Do this >> Exactly the lines from the one containing "like x=1211 y=544." through the final line of the listing are to be retyped, and nothing more.

Data records >>
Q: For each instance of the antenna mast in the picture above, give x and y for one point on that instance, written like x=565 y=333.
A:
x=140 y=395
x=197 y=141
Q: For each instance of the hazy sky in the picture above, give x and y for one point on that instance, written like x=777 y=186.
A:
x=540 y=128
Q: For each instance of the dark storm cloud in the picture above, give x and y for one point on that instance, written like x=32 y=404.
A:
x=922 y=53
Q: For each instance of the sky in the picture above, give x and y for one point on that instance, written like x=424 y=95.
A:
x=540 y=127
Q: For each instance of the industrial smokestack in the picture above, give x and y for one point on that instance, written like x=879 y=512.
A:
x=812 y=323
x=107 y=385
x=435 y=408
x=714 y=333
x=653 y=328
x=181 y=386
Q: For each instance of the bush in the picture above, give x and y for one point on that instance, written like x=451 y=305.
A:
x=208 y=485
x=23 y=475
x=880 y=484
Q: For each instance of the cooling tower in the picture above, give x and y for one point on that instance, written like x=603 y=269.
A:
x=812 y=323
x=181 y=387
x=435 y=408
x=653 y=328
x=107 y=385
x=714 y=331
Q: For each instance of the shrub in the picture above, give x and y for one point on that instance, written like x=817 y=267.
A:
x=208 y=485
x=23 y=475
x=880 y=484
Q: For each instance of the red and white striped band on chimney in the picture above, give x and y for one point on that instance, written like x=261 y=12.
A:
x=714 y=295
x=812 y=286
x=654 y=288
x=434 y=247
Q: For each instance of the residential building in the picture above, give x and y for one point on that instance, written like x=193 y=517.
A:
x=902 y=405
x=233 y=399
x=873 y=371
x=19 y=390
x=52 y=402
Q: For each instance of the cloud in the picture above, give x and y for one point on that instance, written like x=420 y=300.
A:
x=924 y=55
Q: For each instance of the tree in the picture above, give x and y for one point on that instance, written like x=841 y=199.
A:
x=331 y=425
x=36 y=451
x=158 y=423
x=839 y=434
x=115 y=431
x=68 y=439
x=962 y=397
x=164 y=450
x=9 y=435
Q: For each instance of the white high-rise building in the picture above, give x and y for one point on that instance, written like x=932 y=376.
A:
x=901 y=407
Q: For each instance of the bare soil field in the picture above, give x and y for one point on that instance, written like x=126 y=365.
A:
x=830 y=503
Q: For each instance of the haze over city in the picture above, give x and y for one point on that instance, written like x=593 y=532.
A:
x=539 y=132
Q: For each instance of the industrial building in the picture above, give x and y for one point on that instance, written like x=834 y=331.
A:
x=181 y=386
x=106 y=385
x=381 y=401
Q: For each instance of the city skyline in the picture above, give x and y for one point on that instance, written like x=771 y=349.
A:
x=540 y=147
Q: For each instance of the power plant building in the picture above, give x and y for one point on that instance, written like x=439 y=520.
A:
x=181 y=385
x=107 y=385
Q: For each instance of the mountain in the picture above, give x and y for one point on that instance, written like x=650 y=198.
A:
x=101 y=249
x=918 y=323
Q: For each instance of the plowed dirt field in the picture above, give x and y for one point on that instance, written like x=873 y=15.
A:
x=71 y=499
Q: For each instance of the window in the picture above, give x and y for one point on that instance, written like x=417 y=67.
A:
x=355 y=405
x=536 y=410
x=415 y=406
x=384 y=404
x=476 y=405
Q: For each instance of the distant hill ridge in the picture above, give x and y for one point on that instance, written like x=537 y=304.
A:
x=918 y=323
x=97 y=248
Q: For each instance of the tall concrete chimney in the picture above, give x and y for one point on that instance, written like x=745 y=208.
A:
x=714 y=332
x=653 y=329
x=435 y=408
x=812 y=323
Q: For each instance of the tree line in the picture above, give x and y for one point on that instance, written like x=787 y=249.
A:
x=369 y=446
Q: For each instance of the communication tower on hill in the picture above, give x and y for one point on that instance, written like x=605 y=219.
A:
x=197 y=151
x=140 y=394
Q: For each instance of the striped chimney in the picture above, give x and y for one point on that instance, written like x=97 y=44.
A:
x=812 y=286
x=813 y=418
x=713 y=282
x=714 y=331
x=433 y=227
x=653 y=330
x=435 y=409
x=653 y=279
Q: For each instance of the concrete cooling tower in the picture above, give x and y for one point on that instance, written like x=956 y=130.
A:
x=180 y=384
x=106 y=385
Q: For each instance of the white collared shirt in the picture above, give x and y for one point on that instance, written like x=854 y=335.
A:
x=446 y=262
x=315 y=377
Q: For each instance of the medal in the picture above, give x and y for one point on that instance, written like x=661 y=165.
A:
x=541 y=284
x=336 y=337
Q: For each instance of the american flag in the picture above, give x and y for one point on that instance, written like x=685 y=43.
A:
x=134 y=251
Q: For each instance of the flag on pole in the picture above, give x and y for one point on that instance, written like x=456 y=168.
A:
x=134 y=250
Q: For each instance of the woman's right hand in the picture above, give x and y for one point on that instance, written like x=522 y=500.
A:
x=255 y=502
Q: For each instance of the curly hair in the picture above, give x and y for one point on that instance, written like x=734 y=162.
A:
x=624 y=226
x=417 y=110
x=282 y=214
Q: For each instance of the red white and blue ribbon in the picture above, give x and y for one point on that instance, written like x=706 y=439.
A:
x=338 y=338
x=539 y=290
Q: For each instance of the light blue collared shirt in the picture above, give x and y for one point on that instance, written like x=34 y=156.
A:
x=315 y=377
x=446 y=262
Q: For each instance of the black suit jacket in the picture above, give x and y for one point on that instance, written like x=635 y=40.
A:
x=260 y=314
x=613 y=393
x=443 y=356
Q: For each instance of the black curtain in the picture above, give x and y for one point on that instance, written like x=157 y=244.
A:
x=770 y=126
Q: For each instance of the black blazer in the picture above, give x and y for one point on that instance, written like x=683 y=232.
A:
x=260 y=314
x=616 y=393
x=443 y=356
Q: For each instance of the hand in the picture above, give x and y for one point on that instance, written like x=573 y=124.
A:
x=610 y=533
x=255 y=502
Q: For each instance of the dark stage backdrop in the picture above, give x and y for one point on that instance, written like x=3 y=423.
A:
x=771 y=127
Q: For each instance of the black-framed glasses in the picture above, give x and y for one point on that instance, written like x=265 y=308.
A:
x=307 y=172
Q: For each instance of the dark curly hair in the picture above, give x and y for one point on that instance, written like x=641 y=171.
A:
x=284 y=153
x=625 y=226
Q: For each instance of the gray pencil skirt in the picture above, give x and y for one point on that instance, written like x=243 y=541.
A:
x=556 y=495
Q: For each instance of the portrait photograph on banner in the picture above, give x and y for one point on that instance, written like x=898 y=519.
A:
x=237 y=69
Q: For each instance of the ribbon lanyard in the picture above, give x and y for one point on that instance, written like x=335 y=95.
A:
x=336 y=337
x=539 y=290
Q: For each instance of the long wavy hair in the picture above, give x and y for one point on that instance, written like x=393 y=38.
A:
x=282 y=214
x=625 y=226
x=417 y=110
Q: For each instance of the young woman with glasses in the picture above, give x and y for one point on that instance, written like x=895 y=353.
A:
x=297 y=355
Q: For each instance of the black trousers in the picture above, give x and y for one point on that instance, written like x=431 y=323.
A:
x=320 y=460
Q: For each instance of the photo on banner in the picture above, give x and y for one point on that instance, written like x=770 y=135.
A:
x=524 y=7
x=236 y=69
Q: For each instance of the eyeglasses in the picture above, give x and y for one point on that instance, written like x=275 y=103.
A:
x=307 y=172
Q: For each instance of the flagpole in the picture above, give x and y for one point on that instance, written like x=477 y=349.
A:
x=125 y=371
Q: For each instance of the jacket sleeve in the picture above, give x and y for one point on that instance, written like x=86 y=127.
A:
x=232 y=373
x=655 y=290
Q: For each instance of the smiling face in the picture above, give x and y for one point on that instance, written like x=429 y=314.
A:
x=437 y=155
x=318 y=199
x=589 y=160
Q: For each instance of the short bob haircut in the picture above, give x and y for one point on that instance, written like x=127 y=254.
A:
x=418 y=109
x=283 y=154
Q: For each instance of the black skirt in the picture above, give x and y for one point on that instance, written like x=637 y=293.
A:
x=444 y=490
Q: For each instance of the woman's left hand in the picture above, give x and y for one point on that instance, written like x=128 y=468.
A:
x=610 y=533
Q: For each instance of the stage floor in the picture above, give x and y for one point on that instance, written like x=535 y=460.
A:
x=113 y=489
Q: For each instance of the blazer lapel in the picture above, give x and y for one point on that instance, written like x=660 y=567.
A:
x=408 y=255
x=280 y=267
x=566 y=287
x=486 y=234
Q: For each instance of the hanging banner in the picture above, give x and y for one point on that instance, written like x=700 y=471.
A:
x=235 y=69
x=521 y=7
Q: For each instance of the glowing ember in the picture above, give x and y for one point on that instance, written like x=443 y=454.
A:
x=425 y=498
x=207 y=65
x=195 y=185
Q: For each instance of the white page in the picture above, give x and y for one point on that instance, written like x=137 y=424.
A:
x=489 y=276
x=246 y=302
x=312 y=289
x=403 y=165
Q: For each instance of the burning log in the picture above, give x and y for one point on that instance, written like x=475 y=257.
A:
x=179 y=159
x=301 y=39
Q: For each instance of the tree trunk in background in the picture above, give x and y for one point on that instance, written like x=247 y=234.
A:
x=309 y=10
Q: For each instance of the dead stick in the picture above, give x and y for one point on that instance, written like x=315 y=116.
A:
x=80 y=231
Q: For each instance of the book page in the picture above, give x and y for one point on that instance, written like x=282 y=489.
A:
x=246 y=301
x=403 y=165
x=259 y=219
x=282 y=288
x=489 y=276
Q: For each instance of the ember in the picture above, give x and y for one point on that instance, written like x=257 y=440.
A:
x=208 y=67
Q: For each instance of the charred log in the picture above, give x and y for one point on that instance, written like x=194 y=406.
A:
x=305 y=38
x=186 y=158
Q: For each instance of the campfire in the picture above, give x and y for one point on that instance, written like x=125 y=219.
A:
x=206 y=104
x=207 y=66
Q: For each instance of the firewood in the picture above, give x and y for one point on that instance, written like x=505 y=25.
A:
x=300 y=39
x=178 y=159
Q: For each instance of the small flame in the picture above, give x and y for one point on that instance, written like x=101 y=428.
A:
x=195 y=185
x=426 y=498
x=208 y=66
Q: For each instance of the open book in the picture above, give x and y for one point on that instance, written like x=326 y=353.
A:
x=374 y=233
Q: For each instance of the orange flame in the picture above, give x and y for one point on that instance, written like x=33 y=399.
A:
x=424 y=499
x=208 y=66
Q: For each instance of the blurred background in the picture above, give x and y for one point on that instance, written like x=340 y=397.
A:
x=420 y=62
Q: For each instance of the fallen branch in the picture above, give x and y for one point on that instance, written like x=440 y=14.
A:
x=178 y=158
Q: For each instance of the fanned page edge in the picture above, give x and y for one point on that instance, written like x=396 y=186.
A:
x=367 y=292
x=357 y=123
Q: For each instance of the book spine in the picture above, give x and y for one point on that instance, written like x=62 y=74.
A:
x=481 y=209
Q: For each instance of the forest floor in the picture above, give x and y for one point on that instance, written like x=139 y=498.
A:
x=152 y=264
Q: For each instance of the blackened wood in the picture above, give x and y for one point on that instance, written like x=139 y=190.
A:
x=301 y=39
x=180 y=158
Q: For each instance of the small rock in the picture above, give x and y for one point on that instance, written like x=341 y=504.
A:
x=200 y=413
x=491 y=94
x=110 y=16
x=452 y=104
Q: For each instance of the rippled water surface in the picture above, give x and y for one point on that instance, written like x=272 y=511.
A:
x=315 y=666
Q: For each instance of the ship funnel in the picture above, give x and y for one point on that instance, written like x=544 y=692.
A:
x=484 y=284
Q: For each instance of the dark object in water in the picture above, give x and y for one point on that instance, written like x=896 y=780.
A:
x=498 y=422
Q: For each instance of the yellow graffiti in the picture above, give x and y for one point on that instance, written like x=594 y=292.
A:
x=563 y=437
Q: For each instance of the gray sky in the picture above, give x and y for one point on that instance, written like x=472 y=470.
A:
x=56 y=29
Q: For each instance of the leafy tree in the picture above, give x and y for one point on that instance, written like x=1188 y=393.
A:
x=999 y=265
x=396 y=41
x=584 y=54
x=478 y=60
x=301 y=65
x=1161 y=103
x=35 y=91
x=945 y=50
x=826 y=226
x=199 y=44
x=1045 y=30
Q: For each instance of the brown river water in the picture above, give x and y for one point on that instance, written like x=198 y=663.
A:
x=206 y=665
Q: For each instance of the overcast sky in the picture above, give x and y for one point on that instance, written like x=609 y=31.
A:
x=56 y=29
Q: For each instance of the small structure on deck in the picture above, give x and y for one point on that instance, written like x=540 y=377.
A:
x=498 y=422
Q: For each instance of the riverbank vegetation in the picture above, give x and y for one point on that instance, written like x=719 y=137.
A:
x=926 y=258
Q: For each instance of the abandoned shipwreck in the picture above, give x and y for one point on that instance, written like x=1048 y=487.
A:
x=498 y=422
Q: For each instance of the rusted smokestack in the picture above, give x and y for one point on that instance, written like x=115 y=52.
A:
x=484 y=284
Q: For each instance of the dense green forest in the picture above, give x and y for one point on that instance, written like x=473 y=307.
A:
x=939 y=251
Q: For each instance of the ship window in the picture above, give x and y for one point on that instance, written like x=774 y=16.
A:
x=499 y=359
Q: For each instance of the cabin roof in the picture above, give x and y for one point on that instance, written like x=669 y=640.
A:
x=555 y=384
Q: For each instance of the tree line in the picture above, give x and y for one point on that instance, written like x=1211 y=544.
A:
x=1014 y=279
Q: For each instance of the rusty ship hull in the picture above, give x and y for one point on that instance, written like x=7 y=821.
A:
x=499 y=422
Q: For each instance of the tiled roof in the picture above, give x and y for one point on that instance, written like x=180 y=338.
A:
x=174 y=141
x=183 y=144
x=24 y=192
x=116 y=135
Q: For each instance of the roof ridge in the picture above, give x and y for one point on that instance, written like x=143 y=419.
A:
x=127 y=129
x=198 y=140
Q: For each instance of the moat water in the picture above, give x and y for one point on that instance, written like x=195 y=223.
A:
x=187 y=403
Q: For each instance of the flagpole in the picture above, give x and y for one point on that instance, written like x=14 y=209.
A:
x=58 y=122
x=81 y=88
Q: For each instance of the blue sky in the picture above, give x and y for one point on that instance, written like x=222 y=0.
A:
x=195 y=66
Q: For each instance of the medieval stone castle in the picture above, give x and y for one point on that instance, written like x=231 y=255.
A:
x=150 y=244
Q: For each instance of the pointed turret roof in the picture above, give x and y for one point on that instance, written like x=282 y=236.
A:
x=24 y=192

Final result >>
Q: For each instance of the tree line in the picture above, give x and y for one point on that instance, written like x=1211 y=544.
A:
x=1014 y=279
Q: For each instance of the rusty ship hull in the picture above, give x and y for one point on that instance, written like x=7 y=821.
A:
x=499 y=422
Q: For each instance of the tiled roof in the picture above, give x and y for one point on that instance, written like x=180 y=338.
A:
x=174 y=141
x=183 y=144
x=24 y=192
x=116 y=135
Q: For each instance of the roof ridge in the picture above, give x and y for one point on that instance, written like x=143 y=419.
A:
x=127 y=129
x=198 y=140
Q: For each instance of the moat water in the picture above, give x and y for one point on that instance, written like x=195 y=223.
A:
x=187 y=403
Q: For each instance of the flagpole in the picture above, give x and y for one point on that instance, written like x=14 y=209.
A:
x=58 y=122
x=81 y=88
Q: For each instance of the blue sky in the picture above, give x and y for one point on that instance, written like x=222 y=0.
A:
x=195 y=66
Q: For each instance of the medieval stone castle in the picture above, give x and y for one point on that instance, written like x=231 y=255.
A:
x=150 y=244
Q: For each instance of the pointed turret roof in the picture above, give x and y for one point on that instance, written like x=282 y=236.
A:
x=24 y=192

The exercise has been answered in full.